───── DATA ROWS
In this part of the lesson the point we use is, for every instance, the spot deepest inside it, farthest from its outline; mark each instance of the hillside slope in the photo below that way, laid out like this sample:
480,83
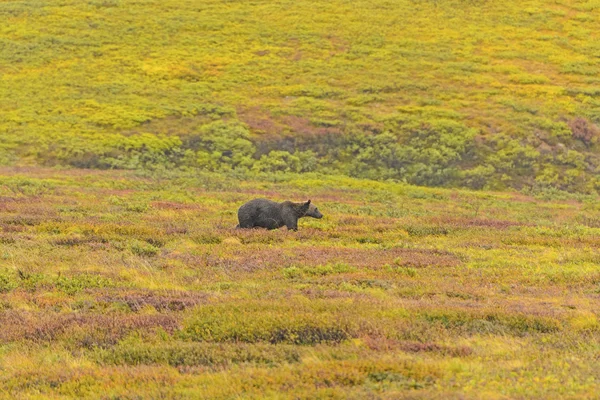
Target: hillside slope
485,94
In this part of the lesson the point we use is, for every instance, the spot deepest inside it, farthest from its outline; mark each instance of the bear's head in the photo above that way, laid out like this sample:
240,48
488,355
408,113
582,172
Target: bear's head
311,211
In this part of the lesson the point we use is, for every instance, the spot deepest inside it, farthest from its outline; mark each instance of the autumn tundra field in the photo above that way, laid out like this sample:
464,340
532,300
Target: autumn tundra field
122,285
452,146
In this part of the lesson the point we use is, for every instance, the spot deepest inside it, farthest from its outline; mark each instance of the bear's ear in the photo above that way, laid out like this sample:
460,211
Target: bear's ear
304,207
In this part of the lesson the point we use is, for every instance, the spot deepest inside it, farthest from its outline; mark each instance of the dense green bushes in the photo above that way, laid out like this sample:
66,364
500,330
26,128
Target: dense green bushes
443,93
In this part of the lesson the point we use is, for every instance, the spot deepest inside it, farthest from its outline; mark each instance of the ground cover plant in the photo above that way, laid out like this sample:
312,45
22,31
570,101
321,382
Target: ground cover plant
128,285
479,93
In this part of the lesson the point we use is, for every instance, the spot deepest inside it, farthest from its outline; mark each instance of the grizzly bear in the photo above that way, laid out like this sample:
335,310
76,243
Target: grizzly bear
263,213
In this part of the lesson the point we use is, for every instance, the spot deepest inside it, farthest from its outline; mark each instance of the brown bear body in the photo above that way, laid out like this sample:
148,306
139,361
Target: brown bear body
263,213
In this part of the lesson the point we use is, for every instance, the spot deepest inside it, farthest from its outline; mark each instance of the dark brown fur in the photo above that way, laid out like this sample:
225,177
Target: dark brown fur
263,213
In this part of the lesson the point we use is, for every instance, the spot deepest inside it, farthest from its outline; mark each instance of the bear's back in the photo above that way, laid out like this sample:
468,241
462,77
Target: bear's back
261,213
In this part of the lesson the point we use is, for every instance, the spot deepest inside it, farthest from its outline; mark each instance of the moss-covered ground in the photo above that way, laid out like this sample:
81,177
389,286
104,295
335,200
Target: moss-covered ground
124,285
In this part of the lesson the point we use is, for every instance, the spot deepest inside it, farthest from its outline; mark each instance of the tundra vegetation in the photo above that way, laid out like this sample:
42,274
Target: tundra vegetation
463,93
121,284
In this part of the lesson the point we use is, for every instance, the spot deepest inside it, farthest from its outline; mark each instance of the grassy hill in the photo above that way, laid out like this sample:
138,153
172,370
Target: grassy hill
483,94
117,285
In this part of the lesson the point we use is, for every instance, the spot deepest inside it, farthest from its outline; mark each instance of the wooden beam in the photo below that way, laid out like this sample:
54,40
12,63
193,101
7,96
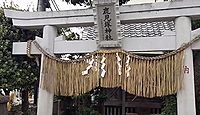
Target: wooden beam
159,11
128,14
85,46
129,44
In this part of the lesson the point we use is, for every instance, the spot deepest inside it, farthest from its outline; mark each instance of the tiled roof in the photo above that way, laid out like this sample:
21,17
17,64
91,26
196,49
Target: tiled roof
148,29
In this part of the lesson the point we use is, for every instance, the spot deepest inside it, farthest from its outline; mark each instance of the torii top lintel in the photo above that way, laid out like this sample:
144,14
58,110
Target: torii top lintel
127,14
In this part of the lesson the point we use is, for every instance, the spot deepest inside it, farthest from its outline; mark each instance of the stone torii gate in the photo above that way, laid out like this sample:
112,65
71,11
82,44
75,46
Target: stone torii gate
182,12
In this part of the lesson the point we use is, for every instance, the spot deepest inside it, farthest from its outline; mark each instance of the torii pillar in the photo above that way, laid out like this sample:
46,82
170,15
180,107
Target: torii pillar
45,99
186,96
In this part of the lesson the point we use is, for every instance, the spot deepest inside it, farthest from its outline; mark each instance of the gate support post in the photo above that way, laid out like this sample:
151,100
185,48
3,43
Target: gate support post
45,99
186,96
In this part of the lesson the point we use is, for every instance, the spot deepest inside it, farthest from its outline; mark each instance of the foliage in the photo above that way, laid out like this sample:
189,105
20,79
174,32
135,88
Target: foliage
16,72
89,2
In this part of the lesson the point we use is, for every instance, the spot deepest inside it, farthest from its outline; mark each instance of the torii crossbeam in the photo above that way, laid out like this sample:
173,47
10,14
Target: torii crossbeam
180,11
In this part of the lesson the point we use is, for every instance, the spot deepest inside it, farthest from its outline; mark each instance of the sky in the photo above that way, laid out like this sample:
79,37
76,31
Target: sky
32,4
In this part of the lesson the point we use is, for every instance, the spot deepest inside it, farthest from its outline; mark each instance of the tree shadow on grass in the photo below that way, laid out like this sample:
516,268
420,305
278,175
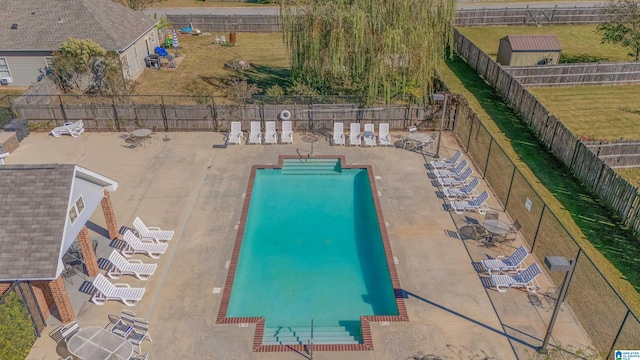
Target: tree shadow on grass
──────────
■ PROMPT
Reproduce every item above line for line, without changing any character, and leave the pictures out of your copy.

■ FINAL RESULT
In this part of the lesson the point we use is, for every instance, the spot deepest inside it, farthest from its outline; mark each instance of the hillside slope in the photo below that way, laid out like this sample:
480,83
Target: hillside slope
485,94
In this part of the lesson the point we use is, for every instance, the spot deepest inside it, farthest from its outline; mark each instance of the bear's head in the photo above that way, laid out like this sample:
240,48
488,355
408,113
582,172
Target: bear's head
311,211
In this part of the lesson the point we use is, for every instance, the spot deepest inside it, farthest from its outline; mark each instance of the autumn tundra field in the photo above that way, laid out like this sample:
464,340
532,300
Target: autumn tundra field
122,285
452,146
In this part of the lesson the point we use is, for every instance, the spot deepest inside it, farthest from its outline; mark each instance of the bear's ear in the photo above that way, laid out like this sample:
460,211
Target: bear's ear
304,207
In this part of the lesson the point we use is, for every instance, the spot deepest inside it, farthest from its outline; mark each instance of the dense green bushes in the photo above that way, laid out like this sample:
66,364
500,330
26,128
Target: dense green bushes
443,93
In this part of the lesson the point we use is, for every instance, the spot deepest inside it, farthest from its outline; mark each instance of the ground cover plant in the photo above that way, laid out like this sample:
312,45
22,31
570,101
321,382
Target: ground cover plant
128,285
479,93
In this part of the lesson the point we use is, for every instance, the spot deepest inside it, farthest from its outline; mark each instance of the grizzly bear in the photo above that way, laid out like this sample:
335,310
76,243
Target: grizzly bear
263,213
In this part of the lesson the point we use is, for every instance, the spot deepest inside it, farthest from its outline; mark each instance of the brown bear body in the photo above that way, laid out like this sample:
148,306
139,361
Target: brown bear body
263,213
In this part of the lesson the point we use is, for every instance, the spot deepest inside it, farthest from its outline; mark each instance of the dark brown fur in the photo above that way, laid out like this sample:
225,177
Target: dark brown fur
263,213
In this part of the lesson the point we use is, for every instance, the spot deepest inside it, farthest from its outline; mark each instance of the bear's back in the photo above that way, laid out like this sample:
468,241
462,77
Target: bear's back
261,213
In this part of the lesson the point we use is, for every instance, the spot deepest inside it, farthest from its outline; mark each instance of the moss-covered ground in the photo above that way, laid out like this sample:
81,177
389,286
104,295
335,200
Target: moss-covered ground
124,285
In this part of the lesson the point we use is, for every instance, the spot deepest inside it, farthest from its outline; mark each instance of the tundra vegetation in the photo above that way, laid out like this sample:
42,274
Target: tundra vegetation
463,93
121,284
In this part of the lesson the point we use is, for every instance, the spot deepest inside it, farthest from its outline; mark each instance of the grassy hill in the photo above that way, laid out like this sample:
138,153
172,370
Target: grassy hill
483,94
117,285
In this part of the lesson the point we use is, for every instance, the spot deepest inside it, farthest from its outline; mark each instance of the wooden beam in the photo below that way, laid out like this sample:
54,40
12,63
193,101
7,96
Target: wooden beam
159,11
128,14
85,46
129,44
In this part of the lesson the point we use is, for every instance, the spot deepest inside it, farthest from its outline; mark each instance of the tiled roof in the photo above that way, laid out like this sample:
21,17
17,64
91,26
196,49
Target: tiled roof
148,29
In this part of the lesson the point we use is, for every instance, the spot deepest inside it, farthest from its outline; mark each instance of the torii top lintel in the photo above that way, laid out like this sample:
144,14
58,110
Target: torii top lintel
127,14
In this part of the lesson the point we use is, for every instance, the spot deepest inside it, farthest from its outline; mark each instance of the stone torii gate in the photo above that way, laid out like this sample:
112,65
71,11
82,44
75,46
Target: stone torii gate
182,12
In this part of the lesson the point we use is, for every instance, the spot deepest inside it, farthest from its outline; mark each instance of the torii pillar in the photo above that way, laid out like this sample:
46,82
170,15
180,107
Target: torii pillar
45,99
186,96
In this part of the lesson the point we use is, for every instance, the spot deepest inside it, farthest from its outline; mark each instance of the gate support post in the photo above that way, laid out like this sample:
151,100
185,48
3,43
Target: gate support post
45,99
186,96
In this part of the lesson the point we use is, for every instance, the spot deepest inside it, farthest from its outline; mark each instance of the foliage in the photo above that way, laid out like this sample:
189,105
20,79
174,32
135,88
Target: foliage
16,72
89,2
In this part of the lesson the point we use is, for every instance, the spot deepest inside it, farthest from its outline; mark each instance of the torii crossbeam in the photo above that way, laid out like this sample:
173,47
10,14
Target: torii crossbeam
180,11
In this part of the lesson the point we use is, for every instance, the spot deepest inside it, farthest from its outline; mark each instance of the sky in the photo above that way, laid out like this sample:
79,37
76,31
Target: sky
32,4
In this part of the lesson the point we use is, for every instance, the spot deepest inside it, farthest from its outline; mark each instance of the tree shadow on grass in the photo below that way, laid out like this sample:
516,268
420,305
278,175
Target: tree shadow on grass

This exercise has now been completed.